# WRITTEN TASK
Print out each record below, unaltered and complete, without its images.

# RECORDS SHOWN

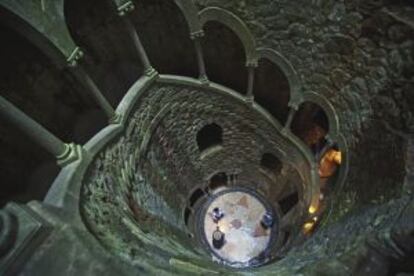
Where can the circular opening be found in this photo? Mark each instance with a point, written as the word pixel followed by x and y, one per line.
pixel 238 227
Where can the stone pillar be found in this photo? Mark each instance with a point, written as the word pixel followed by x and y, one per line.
pixel 292 112
pixel 64 153
pixel 123 11
pixel 409 166
pixel 251 68
pixel 196 37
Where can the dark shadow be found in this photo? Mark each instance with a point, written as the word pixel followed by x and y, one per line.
pixel 217 181
pixel 30 81
pixel 271 163
pixel 110 56
pixel 311 125
pixel 271 90
pixel 209 136
pixel 166 37
pixel 225 57
pixel 288 202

# OUTPUT FOR THIS EXERCISE
Where can the circular opening be found in this photo? Mark each instance with a point, written as the word pixel followed by x and y, one per line.
pixel 238 227
Where can the stone pillar be found in this photo? Mark each instance with a point, written as the word pixel followed by x and y, one per line.
pixel 292 112
pixel 64 153
pixel 123 11
pixel 409 166
pixel 251 68
pixel 196 37
Where can the dark shadow be found in this photo? Mark each instance with a point, written as the word pixel followed by x and y, one per line.
pixel 217 181
pixel 30 81
pixel 271 163
pixel 110 56
pixel 311 125
pixel 271 90
pixel 209 136
pixel 166 37
pixel 225 57
pixel 288 202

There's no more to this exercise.